Exercise brief
Rewrite the records below as a Markdown table with the columns Row and Line, giving each line its own numbered row and omitting blank lines.

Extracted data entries
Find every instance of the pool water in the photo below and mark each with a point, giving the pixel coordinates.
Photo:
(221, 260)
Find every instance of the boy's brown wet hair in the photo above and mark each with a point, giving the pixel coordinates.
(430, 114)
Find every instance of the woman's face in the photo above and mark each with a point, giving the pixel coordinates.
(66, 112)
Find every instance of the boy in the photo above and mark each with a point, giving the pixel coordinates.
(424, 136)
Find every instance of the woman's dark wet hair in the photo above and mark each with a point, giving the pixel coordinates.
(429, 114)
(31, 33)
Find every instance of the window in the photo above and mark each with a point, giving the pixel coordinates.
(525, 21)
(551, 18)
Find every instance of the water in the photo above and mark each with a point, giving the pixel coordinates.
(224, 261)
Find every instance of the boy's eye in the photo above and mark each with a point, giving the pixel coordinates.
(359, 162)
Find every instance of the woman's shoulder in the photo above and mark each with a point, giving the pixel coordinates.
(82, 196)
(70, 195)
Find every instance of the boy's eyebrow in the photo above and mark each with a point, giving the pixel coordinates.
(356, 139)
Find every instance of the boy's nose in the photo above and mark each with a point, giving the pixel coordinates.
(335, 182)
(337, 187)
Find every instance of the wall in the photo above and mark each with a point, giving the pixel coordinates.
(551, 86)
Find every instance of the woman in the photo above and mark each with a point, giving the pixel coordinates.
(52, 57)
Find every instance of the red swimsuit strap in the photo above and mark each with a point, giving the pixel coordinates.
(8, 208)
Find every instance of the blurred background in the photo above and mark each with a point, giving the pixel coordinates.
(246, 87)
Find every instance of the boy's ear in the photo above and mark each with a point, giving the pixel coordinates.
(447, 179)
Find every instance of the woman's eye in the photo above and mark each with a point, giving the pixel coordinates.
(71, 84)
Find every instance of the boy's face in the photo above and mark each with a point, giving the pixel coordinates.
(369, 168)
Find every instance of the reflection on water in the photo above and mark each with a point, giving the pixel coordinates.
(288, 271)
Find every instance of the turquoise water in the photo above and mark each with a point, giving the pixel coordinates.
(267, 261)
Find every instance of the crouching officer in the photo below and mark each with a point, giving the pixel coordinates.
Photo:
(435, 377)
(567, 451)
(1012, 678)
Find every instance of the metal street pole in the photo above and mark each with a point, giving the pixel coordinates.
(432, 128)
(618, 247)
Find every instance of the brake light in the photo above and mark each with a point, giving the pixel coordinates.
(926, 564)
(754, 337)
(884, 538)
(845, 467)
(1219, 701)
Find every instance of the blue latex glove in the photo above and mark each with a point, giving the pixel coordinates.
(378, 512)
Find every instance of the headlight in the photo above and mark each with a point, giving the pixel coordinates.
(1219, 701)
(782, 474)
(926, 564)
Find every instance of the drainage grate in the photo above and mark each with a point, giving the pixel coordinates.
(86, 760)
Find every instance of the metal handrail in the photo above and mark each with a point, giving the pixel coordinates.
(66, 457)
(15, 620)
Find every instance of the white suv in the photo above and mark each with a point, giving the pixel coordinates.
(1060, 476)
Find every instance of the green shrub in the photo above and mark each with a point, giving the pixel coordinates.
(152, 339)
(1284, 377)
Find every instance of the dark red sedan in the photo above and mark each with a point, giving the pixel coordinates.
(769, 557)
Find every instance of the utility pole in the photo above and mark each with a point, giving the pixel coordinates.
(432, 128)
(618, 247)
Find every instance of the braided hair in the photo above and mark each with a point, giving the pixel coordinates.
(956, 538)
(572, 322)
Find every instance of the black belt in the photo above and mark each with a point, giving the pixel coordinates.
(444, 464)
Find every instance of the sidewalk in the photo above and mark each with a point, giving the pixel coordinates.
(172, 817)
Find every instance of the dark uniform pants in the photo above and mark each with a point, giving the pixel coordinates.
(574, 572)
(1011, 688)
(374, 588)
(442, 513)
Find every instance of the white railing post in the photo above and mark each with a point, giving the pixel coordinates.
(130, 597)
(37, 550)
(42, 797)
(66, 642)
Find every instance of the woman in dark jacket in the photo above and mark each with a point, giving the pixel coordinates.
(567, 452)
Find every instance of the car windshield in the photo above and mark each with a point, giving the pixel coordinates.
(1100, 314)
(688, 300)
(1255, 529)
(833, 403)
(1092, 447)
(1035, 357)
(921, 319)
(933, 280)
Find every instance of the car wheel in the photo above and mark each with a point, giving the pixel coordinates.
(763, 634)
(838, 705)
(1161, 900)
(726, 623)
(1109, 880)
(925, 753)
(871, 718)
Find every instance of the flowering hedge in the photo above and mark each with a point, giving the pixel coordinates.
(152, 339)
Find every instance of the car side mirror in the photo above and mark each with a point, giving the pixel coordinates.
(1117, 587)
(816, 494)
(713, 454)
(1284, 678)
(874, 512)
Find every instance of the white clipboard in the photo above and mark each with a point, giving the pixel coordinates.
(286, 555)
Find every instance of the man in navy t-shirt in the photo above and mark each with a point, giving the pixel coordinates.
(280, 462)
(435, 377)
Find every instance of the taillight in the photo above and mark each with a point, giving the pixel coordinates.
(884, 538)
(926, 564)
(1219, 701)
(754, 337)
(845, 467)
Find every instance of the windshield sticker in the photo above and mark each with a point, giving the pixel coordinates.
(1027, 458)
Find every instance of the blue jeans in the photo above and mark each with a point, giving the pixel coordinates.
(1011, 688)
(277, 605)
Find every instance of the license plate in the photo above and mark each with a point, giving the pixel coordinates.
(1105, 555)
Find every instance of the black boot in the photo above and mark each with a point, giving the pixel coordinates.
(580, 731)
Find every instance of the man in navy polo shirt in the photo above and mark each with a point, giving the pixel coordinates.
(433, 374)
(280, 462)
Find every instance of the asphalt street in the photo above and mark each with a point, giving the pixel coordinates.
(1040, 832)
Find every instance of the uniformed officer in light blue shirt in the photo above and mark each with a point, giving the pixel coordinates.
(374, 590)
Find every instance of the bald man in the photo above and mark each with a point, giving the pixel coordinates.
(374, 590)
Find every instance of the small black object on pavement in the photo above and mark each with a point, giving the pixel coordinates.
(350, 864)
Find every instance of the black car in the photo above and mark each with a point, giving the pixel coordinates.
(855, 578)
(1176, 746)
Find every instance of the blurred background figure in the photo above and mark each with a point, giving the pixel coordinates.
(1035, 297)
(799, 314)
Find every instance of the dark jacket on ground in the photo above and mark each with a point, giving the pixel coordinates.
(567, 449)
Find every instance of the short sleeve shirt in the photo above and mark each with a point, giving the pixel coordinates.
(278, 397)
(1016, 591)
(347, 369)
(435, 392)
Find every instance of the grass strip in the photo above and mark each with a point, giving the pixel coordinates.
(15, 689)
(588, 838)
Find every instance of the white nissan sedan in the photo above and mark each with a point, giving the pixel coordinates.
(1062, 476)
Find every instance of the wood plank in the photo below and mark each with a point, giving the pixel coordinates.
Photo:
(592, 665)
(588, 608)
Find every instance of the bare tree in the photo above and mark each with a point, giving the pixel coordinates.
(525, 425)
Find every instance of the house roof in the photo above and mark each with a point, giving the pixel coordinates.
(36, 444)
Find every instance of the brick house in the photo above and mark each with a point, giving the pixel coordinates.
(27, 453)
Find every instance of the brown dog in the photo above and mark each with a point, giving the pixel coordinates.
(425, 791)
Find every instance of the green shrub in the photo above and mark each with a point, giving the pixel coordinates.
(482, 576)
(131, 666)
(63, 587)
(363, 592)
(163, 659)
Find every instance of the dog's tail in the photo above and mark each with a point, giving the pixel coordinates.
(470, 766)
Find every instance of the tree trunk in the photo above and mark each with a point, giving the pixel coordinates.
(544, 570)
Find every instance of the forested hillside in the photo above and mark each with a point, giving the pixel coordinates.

Output for this exercise
| Row | Line |
|---|---|
| 1 | Find every instance of the pool water in the photo below and mark each with a point, giving the pixel coordinates. |
| 2 | Photo: |
| 3 | (221, 260) |
| 4 | Find every instance of the boy's brown wet hair in the photo above and mark each with a point, giving the pixel coordinates. |
| 5 | (430, 114) |
| 6 | Find every instance of the woman's face in the photo above and mark each with a point, giving the pixel coordinates. |
| 7 | (66, 112) |
| 8 | Find every instance of the boy in the photo above and mark each with a point, giving the pixel coordinates. |
| 9 | (424, 136) |
| 10 | Find every instance of the woman's dark wet hair in the photo above and mark each with a point, giving the pixel coordinates. |
| 11 | (429, 114) |
| 12 | (31, 33) |
| 13 | Find every instance of the window in the photo above and mark each with a point, giving the pixel coordinates. |
| 14 | (525, 21) |
| 15 | (551, 18) |
| 16 | Find every instance of the water in the photo above and mark each with a point, giving the pixel coordinates. |
| 17 | (224, 261) |
| 18 | Find every instance of the boy's eye in the photo above and mark each with a point, giving the pixel coordinates. |
| 19 | (359, 162) |
| 20 | Find every instance of the woman's shoulder in the photo above and mark each with a point, giving the pixel coordinates. |
| 21 | (82, 196) |
| 22 | (70, 195) |
| 23 | Find every instance of the boy's eyebrow in the photo above and mark each with a point, giving the pixel coordinates. |
| 24 | (356, 139) |
| 25 | Find every instance of the boy's nose in the photo above and mark each with a point, giving the pixel coordinates. |
| 26 | (335, 182) |
| 27 | (337, 187) |
| 28 | Find every instance of the wall in the photo above and mark each with a point, giving the pixel coordinates. |
| 29 | (551, 86) |
| 30 | Find every instance of the woman in the photo above and mark each with a point, giving the pixel coordinates. |
| 31 | (52, 57) |
| 32 | Find every instance of the red swimsuit strap in the photo above and mark each with a point, giving the pixel coordinates. |
| 33 | (8, 208) |
| 34 | Find every instance of the blurred background in the photo above and mark each with a point, giving the pixel coordinates. |
| 35 | (246, 87) |
| 36 | Find every instance of the boy's ear in the photo above and mark each with a point, giving the pixel coordinates. |
| 37 | (447, 179) |
| 38 | Find every instance of the woman's eye in the photo above and mark each with a point, giving the pixel coordinates. |
| 39 | (71, 84) |
| 40 | Find every instance of the boy's face in the photo above and mark each with a point, giving the pixel coordinates. |
| 41 | (369, 168) |
| 42 | Find every instance of the reflection on water in the photo above and mark each with a point, giving the pixel coordinates. |
| 43 | (288, 271) |
| 44 | Find every instance of the turquoise water in the photo above and mark each with a point, giving the pixel coordinates. |
| 45 | (267, 261) |
| 46 | Find every instance of the crouching officer in the photo below and mark each with a point, giving the pixel coordinates. |
| 47 | Photo: |
| 48 | (435, 377) |
| 49 | (567, 451) |
| 50 | (1012, 678) |
| 51 | Find every instance of the metal street pole in the photo above and mark each with a point, giving the pixel coordinates. |
| 52 | (432, 128) |
| 53 | (618, 247) |
| 54 | Find every instance of the brake light in the photo above and mark each with a point, giving the pixel coordinates. |
| 55 | (926, 564) |
| 56 | (754, 337) |
| 57 | (884, 538) |
| 58 | (845, 467) |
| 59 | (1219, 701) |
| 60 | Find every instance of the blue latex glove in the photo above and mark each with a point, giving the pixel coordinates. |
| 61 | (378, 512) |
| 62 | Find every instance of the headlight in the photo above and mark each with a point, giving the pixel coordinates. |
| 63 | (1219, 701) |
| 64 | (782, 474) |
| 65 | (926, 564) |
| 66 | Find every instance of the drainage grate in the photo above and mark each with a point, giving the pixel coordinates. |
| 67 | (86, 760) |
| 68 | Find every instance of the metal handrail in the photo above and mark each with a point, giving the pixel coordinates. |
| 69 | (66, 457) |
| 70 | (15, 620) |
| 71 | Find every instance of the white suv in the photo above and mark each with a point, giving the pixel coordinates. |
| 72 | (1060, 476) |
| 73 | Find every instance of the green shrub in the photo above and mark each with a point, giving the pixel coordinates. |
| 74 | (152, 339) |
| 75 | (1284, 377) |
| 76 | Find every instance of the dark red sedan in the photo above and mark each with a point, giving the pixel coordinates. |
| 77 | (769, 557) |
| 78 | Find every instance of the utility pole in the photo above and mark each with a point, giving the pixel coordinates. |
| 79 | (432, 128) |
| 80 | (618, 247) |
| 81 | Find every instance of the braided hair in the photo above and mark each with a point, giving the pixel coordinates. |
| 82 | (956, 538) |
| 83 | (572, 322) |
| 84 | Find every instance of the black belt in the photo above and mark each with a point, giving the pixel coordinates. |
| 85 | (444, 464) |
| 86 | Find every instance of the sidewalk in the photo above and mark each with a point, giving the pixel coordinates. |
| 87 | (172, 817) |
| 88 | Find every instance of the dark uniform pants in the photo above and mark each with a point, giving the pixel coordinates. |
| 89 | (574, 572) |
| 90 | (1011, 688) |
| 91 | (374, 588) |
| 92 | (442, 513) |
| 93 | Find every instance of the white railing post in the photo above and mark each with a point, giving the pixel coordinates. |
| 94 | (130, 597) |
| 95 | (37, 550) |
| 96 | (42, 797) |
| 97 | (66, 642) |
| 98 | Find every instance of the woman in dark jacket in the photo above and mark each with a point, giving the pixel coordinates. |
| 99 | (567, 452) |
| 100 | Find every instance of the car windshield in the photo above and mark each with a point, giving the pixel coordinates. |
| 101 | (1100, 314) |
| 102 | (688, 300) |
| 103 | (1255, 529) |
| 104 | (833, 403) |
| 105 | (1092, 447) |
| 106 | (1035, 357) |
| 107 | (921, 319) |
| 108 | (933, 280) |
| 109 | Find every instance of the car wheel in the photo above and mark each with a point, giving the pixel coordinates. |
| 110 | (763, 634) |
| 111 | (838, 705) |
| 112 | (1161, 900) |
| 113 | (726, 623) |
| 114 | (1109, 880) |
| 115 | (925, 753) |
| 116 | (871, 718) |
| 117 | Find every instance of the flowering hedge in the photo above and mark each with a point, giving the pixel coordinates. |
| 118 | (152, 339) |
| 119 | Find every instance of the car side mirror in the photo above and mark each with a point, giving the pixel coordinates. |
| 120 | (1117, 587) |
| 121 | (816, 494) |
| 122 | (713, 454) |
| 123 | (1284, 678) |
| 124 | (874, 512) |
| 125 | Find every instance of the white clipboard in the photo above and mark each with a point, giving the pixel coordinates. |
| 126 | (286, 555) |
| 127 | Find every instance of the man in navy t-shirt in the photo above and mark each with a point, giving the pixel coordinates. |
| 128 | (280, 462) |
| 129 | (435, 377) |
| 130 | Find every instance of the taillight in the photo above and mark each with a point, giving the pixel coordinates. |
| 131 | (884, 538) |
| 132 | (926, 564) |
| 133 | (1219, 701) |
| 134 | (754, 337) |
| 135 | (845, 467) |
| 136 | Find every instance of the windshield sticker in the photo above and mark each with a point, giving the pixel coordinates. |
| 137 | (1027, 458) |
| 138 | Find every instance of the blue jeans in the photo above and mark each with a point, giving the pixel coordinates. |
| 139 | (1011, 688) |
| 140 | (277, 605) |
| 141 | Find every instance of the license plate in the photo above and mark each with a point, giving the pixel coordinates. |
| 142 | (1105, 555) |
| 143 | Find every instance of the black boot in the photo above and mark each with a point, giving the pixel coordinates. |
| 144 | (580, 731) |
| 145 | Find every instance of the man in navy polo shirt in the photo above and mark each with a point, giving the pixel coordinates. |
| 146 | (433, 374) |
| 147 | (280, 462) |
| 148 | Find every instance of the asphalt street in the photo above and mark each with a point, giving the pixel coordinates. |
| 149 | (1040, 832) |
| 150 | Find every instance of the uniformed officer in light blue shirt in the photo above and mark each with a point, giving the pixel coordinates. |
| 151 | (374, 590) |
| 152 | Find every instance of the bald man in the photo above and mark each with a point, giving the pixel coordinates. |
| 153 | (374, 590) |
| 154 | Find every instance of the small black object on pavement in the photo above and mark each with a point, giving the pixel coordinates. |
| 155 | (350, 864) |
| 156 | Find every instance of the black car in the photo above and mark each with a point, giving the pixel coordinates. |
| 157 | (855, 578) |
| 158 | (1176, 746) |
| 159 | Find every instance of the blurred background figure in the photo above and mark each with a point, giving the pixel coordinates. |
| 160 | (1035, 297) |
| 161 | (799, 314) |
| 162 | Find every instance of the dark jacket on ground in the photo above and mark each with a point, giving the pixel coordinates. |
| 163 | (567, 449) |
| 164 | Find every instance of the short sleeve shirt in the photo above and mark each with a point, giving the pixel coordinates. |
| 165 | (278, 397) |
| 166 | (1016, 591) |
| 167 | (347, 369) |
| 168 | (435, 392) |
| 169 | Find every instance of the grass strip in the photo above and mark each with a point, giving the pixel coordinates. |
| 170 | (15, 689) |
| 171 | (588, 838) |
| 172 | Find every instance of the white nissan sedan in the photo above and mark each with a point, giving the pixel coordinates. |
| 173 | (1062, 476) |
| 174 | Find every instance of the wood plank in the photo below and mark each with a point, giving the pixel coordinates. |
| 175 | Photo: |
| 176 | (592, 665) |
| 177 | (588, 608) |
| 178 | Find every instance of the bare tree in the photo above and mark each with a point, giving the pixel coordinates. |
| 179 | (525, 425) |
| 180 | Find every instance of the house roof in the photo above and mark each with a point, giving the pixel coordinates. |
| 181 | (36, 444) |
| 182 | Find every instance of the brick house in the photo above and mark each with a point, giving the pixel coordinates. |
| 183 | (27, 453) |
| 184 | Find every instance of the brown dog in the photo above and mark each with a point, giving the pixel coordinates. |
| 185 | (425, 791) |
| 186 | Find every instance of the green shrub in the photo above and mark each with a point, giving the pixel coordinates. |
| 187 | (482, 576) |
| 188 | (131, 666) |
| 189 | (63, 587) |
| 190 | (363, 592) |
| 191 | (163, 659) |
| 192 | Find every instance of the dog's tail in the photo above and mark each with a point, giving the pixel coordinates. |
| 193 | (470, 766) |
| 194 | Find every instance of the tree trunk in the photo above and mark each with a point, giving the pixel coordinates. |
| 195 | (544, 570) |
| 196 | Find every instance of the forested hillside in the photo above and mark each with a point, giving the pixel coordinates. |